**EXCERPT PROVIDED**:
=====
Beale Street was created by entrepreneur and developer Robertson Topp, who named it for a forgotten military hero. (The original name was Beale Avenue.) Its western end primarily housed shops of trade merchants, who traded goods with ships along the Mississippi River, while the eastern part developed as an affluent suburb. In the 1860s, many black traveling musicians began performing on Beale. The first of these to call Beale Street home was the Young Men's Brass Band in 1867.

In the 1870s, the population of Memphis was shaken by a series of yellow fever epidemics, leading the city to forfeit its charter in 1879. During this time, Robert Church purchased land around Beale Street that would eventually lead to his becoming an early Black millionaire from the south. In 1890, Beale Street underwent renovation with the addition of the Grand Opera House, later known as the Orpheum. In 1899, Church paid the city to create Church Park at the corner of 4th and Beale. It became a recreational and cultural center, where blues musicians could gather.

A major attraction of the park was an auditorium that could seat 2,000 people. Speakers in the Church Park Auditorium included Woodrow Wilson, Booker T. Washington, and Franklin D. Roosevelt. Located on the street is Beale Street Baptist Church, Tennessee's oldest surviving Black Church edifice, and Ida B. Wells’ anti-segregationist paper called Free Speech was based on Beale before her presses were destroyed by a white mob. It is a significant location in the city's history, as well as in the history of blues music.

Today, the blues clubs and restaurants that line Beale Street are major tourist attractions in Memphis. Festivals and outdoor concerts frequently bring large crowds to the street and its surrounding areas.
=====
**EXTRACTED ENTRIES**:
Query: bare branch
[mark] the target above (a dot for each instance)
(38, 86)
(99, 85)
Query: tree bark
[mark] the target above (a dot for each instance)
=====
**TASK LIST**:
- 1) Name every person the Beale Street text lists as a speaker in the Church Park Auditorium.
- 2) Write out the portion of the Beale Street text starting at "Beale Street was" and ending at "Band in 1867.".
The listing comes from a separate source and has no connection to the Beale Street text.

**TASK-BY-TASK OUTPUTS**:
- 1) Woodrow Wilson, Booker T. Washington, and Franklin D. Roosevelt.

- 2)
Beale Street was created by entrepreneur and developer Robertson Topp, who named it for a forgotten military hero. (The original name was Beale Avenue.) Its western end primarily housed shops of trade merchants, who traded goods with ships along the Mississippi River, while the eastern part developed as an affluent suburb. In the 1860s, many black traveling musicians began performing on Beale. The first of these to call Beale Street home was the Young Men's Brass Band in 1867.